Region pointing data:
<<<<
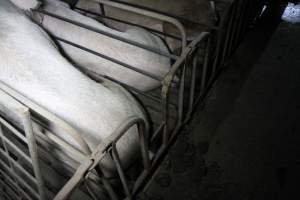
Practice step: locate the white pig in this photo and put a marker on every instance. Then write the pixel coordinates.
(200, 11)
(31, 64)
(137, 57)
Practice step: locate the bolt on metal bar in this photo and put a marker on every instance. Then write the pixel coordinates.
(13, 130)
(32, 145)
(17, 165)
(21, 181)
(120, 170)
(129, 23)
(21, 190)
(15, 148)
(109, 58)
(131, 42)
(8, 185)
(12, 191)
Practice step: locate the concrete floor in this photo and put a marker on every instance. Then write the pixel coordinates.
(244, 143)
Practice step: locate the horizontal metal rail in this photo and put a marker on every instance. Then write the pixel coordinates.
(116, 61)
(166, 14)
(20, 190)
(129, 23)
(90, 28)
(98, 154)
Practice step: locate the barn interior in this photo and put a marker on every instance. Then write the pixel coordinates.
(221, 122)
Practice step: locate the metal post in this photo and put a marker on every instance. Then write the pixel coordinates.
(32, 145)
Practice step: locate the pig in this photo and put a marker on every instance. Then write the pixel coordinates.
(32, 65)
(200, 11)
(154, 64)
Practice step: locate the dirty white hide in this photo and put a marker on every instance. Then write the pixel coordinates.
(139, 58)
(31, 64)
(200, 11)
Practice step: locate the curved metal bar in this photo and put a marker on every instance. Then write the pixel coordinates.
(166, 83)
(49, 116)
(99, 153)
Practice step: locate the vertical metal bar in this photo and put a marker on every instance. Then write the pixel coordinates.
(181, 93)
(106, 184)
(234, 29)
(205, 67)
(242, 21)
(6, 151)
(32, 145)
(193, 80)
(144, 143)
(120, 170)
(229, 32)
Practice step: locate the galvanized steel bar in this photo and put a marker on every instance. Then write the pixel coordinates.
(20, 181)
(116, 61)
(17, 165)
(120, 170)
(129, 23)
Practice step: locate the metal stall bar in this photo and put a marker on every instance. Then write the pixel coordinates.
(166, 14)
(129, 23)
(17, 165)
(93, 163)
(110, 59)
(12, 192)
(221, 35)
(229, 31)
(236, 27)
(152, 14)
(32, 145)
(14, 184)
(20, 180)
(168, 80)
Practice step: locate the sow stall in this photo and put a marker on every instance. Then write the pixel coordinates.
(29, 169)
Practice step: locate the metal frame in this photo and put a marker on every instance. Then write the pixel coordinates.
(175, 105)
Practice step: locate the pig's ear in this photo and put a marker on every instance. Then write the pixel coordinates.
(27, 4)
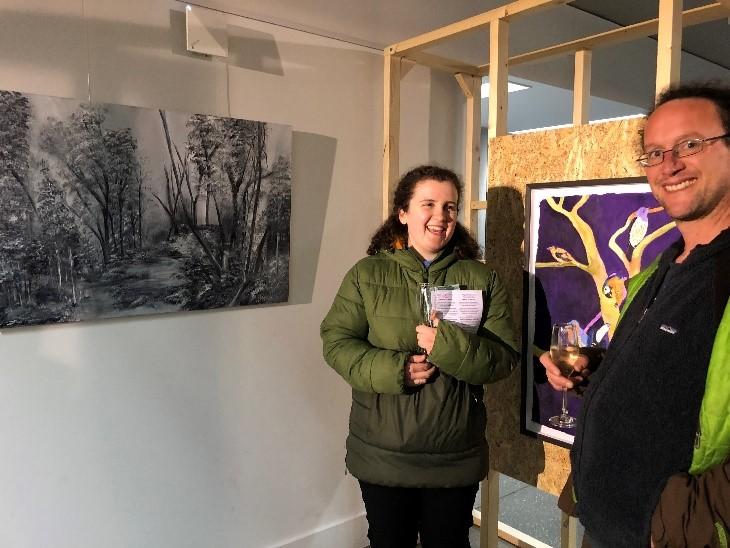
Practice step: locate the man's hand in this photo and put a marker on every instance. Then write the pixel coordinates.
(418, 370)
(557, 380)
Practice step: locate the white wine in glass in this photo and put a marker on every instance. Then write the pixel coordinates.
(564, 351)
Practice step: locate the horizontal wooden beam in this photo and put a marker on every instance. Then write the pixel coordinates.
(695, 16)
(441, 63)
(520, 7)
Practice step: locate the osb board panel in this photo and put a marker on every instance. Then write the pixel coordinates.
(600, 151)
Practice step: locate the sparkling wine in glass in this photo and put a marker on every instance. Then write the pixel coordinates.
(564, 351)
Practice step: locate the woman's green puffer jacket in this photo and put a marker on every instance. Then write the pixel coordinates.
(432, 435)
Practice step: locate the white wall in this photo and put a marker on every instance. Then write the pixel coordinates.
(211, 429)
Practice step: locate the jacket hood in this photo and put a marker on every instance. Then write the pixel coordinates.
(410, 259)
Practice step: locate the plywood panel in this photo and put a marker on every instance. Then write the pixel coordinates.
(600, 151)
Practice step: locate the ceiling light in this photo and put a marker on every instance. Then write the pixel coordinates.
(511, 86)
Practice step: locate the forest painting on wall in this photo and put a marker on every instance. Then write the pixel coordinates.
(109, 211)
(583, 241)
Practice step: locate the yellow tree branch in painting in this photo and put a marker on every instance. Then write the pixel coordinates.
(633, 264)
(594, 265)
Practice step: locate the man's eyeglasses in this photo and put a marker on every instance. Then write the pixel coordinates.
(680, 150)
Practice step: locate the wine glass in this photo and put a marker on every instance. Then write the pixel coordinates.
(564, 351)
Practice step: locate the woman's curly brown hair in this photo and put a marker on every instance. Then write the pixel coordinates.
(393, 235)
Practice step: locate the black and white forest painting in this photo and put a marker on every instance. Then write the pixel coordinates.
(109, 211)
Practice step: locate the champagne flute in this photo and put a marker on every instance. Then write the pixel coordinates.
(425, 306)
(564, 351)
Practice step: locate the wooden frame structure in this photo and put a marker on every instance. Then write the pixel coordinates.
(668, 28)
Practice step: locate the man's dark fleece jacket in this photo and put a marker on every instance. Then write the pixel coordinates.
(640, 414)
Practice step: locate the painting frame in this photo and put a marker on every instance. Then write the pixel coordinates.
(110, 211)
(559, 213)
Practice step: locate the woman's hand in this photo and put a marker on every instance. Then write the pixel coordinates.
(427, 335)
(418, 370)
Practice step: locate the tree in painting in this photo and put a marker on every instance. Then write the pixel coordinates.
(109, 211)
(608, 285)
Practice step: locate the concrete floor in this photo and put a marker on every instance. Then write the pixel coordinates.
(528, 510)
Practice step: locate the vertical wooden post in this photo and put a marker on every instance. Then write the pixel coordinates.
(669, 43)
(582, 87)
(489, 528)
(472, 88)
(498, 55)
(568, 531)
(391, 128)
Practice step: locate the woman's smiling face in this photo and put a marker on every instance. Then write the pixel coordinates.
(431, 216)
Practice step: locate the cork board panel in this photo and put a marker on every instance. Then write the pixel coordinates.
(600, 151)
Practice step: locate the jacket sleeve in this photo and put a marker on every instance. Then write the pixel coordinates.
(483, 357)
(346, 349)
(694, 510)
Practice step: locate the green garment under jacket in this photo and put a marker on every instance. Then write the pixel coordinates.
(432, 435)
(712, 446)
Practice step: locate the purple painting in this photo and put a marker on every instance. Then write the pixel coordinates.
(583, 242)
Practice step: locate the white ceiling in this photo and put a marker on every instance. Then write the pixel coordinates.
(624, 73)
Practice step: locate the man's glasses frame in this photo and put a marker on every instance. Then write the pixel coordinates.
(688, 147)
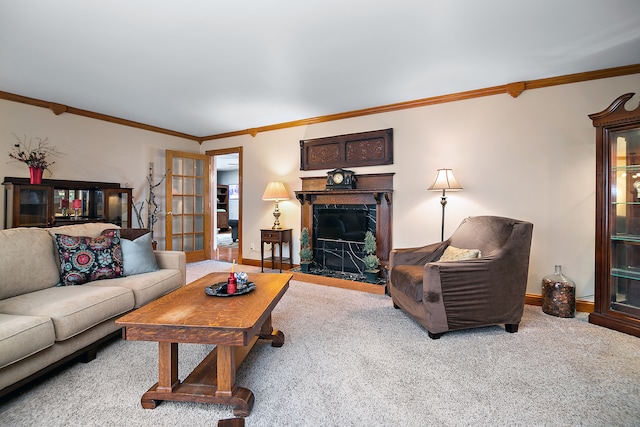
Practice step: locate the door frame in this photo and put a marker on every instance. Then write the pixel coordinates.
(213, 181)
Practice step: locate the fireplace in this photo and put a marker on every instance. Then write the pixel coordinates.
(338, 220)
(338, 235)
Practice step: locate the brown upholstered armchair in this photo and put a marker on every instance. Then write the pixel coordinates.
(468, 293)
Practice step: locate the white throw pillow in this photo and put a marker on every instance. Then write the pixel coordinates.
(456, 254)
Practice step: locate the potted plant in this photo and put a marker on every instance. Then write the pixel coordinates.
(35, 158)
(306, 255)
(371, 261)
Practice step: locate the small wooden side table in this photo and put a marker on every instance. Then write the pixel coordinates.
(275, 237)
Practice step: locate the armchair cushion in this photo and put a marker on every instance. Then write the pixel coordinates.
>>>>
Task directions: Your task is to repeat the records exactly. Images do not belong in the copy.

Response to the exercise:
Practice step: locate the white pig in this photo and put a marker on every instance. Then write the pixel coordinates.
(200, 11)
(31, 64)
(137, 57)
Practice step: locate the bolt on metal bar in this photo and put a marker on every instance. Then write the pixel coordinates.
(13, 130)
(32, 145)
(17, 165)
(21, 181)
(120, 170)
(129, 23)
(21, 190)
(15, 148)
(109, 58)
(131, 42)
(8, 185)
(12, 191)
Practice step: locate the concrete floor in this photo and put a marker on every instance. Then write the pixel coordinates.
(244, 143)
Practice step: locate the horizontal metal rail in this photo and put a marker on every instance. Then write the pixel coordinates.
(116, 61)
(166, 14)
(20, 190)
(129, 23)
(90, 28)
(98, 154)
Practice step: locate the barn interior in this photo and put a marker on every instance. Then write the pixel coordinates.
(221, 122)
Practice step: locate the metal post in this photo and put a marker on every instance. Then write the pixel coordinates.
(32, 145)
Practice step: locate the pig in this photo and put a marker on every instance. Then write the pixel coordinates.
(32, 65)
(200, 11)
(154, 64)
Practice step: locate the dirty white hide in this photo and put a marker on every instance. Then write the pixel coordinates.
(139, 58)
(31, 64)
(200, 11)
Practice step: locate the curved metal bar in this photo and put a marker on every instance. Then write the pixel coordinates.
(166, 83)
(49, 116)
(99, 153)
Practice step: locate the vertical metal bar in this photo and put a marker on every instance. Then write the pixel coordinates.
(181, 93)
(106, 184)
(234, 29)
(205, 67)
(242, 21)
(6, 151)
(32, 145)
(193, 80)
(144, 143)
(120, 170)
(229, 32)
Practice step: locate the galvanized steel bar in this photo and put a marker on every instance. Then write the pixel coordinates.
(20, 181)
(116, 61)
(17, 165)
(120, 170)
(129, 23)
Practice step: locate the metal stall bar in this photo and put a marker on every instance. Then write the pixel coordinates.
(166, 14)
(129, 23)
(17, 165)
(93, 163)
(110, 59)
(12, 192)
(221, 35)
(229, 31)
(236, 27)
(152, 14)
(32, 145)
(14, 184)
(20, 180)
(168, 80)
Practice step: locate the sow stall in this photo and put a marker on every instance. Then write the pixel coordinates.
(29, 169)
Practice step: locate the metal frame in this photo and put a marker on every instance. Then write the pixel coordinates.
(175, 105)
Practice step: locate the pig's ear in this photo and put a marker on every instance. Then write the pixel coordinates.
(27, 4)
Practice step: locate the man's hand in this photo and put a marker on every instance. Then write the pixel coordinates.
(418, 370)
(557, 380)
Practice step: locate the white wine in glass in this photo and put a marker on every instance. Then write the pixel coordinates.
(564, 351)
Practice step: locate the horizontal wooden beam in this photo and put a marker on every instance. Then write the pixel coordinates.
(695, 16)
(441, 63)
(520, 7)
Practice step: locate the osb board panel in this photo and put a marker on every instance. Then write the pixel coordinates.
(600, 151)
Practice step: locate the sparkling wine in glass in this photo and put a marker on every instance. Then write the pixel coordinates.
(564, 351)
Practice step: locate the woman's green puffer jacket in this photo and put a marker on every instance. Then write the pixel coordinates.
(432, 435)
Practice step: locate the white wall in this photo and put a marker on every instance. Then write the pixel coordinates.
(211, 429)
Practice step: locate the jacket hood in this photo and put a marker on every instance. Then write the pixel coordinates.
(410, 259)
Practice step: locate the plywood panel in this photo and put a marker on every instance. Then write the pixel coordinates.
(600, 151)
Practice step: locate the ceiling light in this photo and put a marker on every instance. Then write the pixel coordinates.
(511, 86)
Practice step: locate the forest painting on wall in this photo and put a marker on every instance. Then write the pixel coordinates.
(109, 211)
(583, 241)
Practice step: locate the yellow tree branch in painting in this photo and put a marker on every instance. Then write the pixel coordinates.
(633, 264)
(594, 265)
Practice step: locate the man's eyeglasses in this photo and put a marker on every instance. Then write the pixel coordinates.
(680, 150)
Practice step: locate the wine glass in this photo and put a marker on every instance. Then write the pixel coordinates.
(564, 351)
Practice step: locate the woman's curly brown hair in this photo and put a marker on every instance. Then write the pixel coordinates.
(393, 235)
Practice step: locate the black and white forest painting in this photo and put a marker on every instance. Then write the pixel coordinates.
(109, 211)
Practice step: locate the champagne flute in this photo and put a marker on every instance. Then write the pixel coordinates.
(425, 306)
(564, 351)
Practice step: locate the wooden frame structure in this photo and put a marker on every instance. Then write the pixel coordinates.
(668, 28)
Practice step: locate the man's dark fleece jacket in this photo and put a marker on every instance. Then write the pixel coordinates.
(640, 414)
Practice step: locate the painting frame in this photo and put a marker on every instance. Then write the pixel coordinates.
(110, 211)
(559, 213)
Practice step: locate the woman's hand in this photo and put a marker on every instance. Then write the pixel coordinates.
(427, 335)
(418, 370)
Practice step: locate the tree in painting in this photo and put a marker on every instance. Then write the pixel coordinates.
(109, 211)
(608, 285)
Practice step: locate the concrete floor in this photo and put a marker on every instance. Then write the pixel coordinates.
(528, 510)
Practice step: locate the vertical wooden post in this photo and put a marker on every instance. Then write the pixel coordinates.
(669, 43)
(582, 87)
(489, 528)
(472, 88)
(498, 55)
(568, 531)
(391, 128)
Practice step: locate the woman's smiling face in this photo and put a marker on every instance. Then write the pixel coordinates.
(431, 216)
Practice step: locate the cork board panel in this photo and put a marker on every instance. Then write the pixel coordinates.
(600, 151)
Practice step: locate the jacket sleeve in this photo and put a marker on every instance. Then write the pixel coordinates.
(483, 357)
(346, 349)
(694, 510)
Practice step: locate the green garment under jacket in this photo and put a marker on every instance. Then write the pixel coordinates.
(432, 435)
(712, 446)
Practice step: locate the purple painting in this photo and put a marker on every instance. Then write the pixel coordinates.
(583, 242)
Practice step: locate the white ceiling in this photo and put a marker on every instance. Then write the pixel coordinates.
(624, 73)
Practice step: locate the man's glasses frame in this photo and put a marker on every instance. Then write the pixel coordinates.
(688, 147)
Practice step: locate the door frame in this photo and put a marker on every instance. Then write the pixel coordinates.
(213, 181)
Practice step: locate the fireplace in this photo and put a marker on every instance. Then write the pixel coordinates.
(338, 220)
(338, 235)
Practice step: locate the brown upholstered armchair in this photo and put a marker on every instance. Then write the pixel coordinates.
(468, 293)
Practice step: locate the white throw pillow in this photo and put a marker on every instance. Then write the pixel coordinates.
(456, 254)
Practice step: locate the potted plant in this photo and put a marker on every instance. Then write the pixel coordinates.
(35, 158)
(306, 255)
(371, 261)
Practice step: locate the small wooden side table in this photo and put a marker on every instance. Then write the pixel coordinates.
(275, 237)
Practice step: locate the armchair cushion in this photo and put a marker on every instance. Then write the pixel coordinates.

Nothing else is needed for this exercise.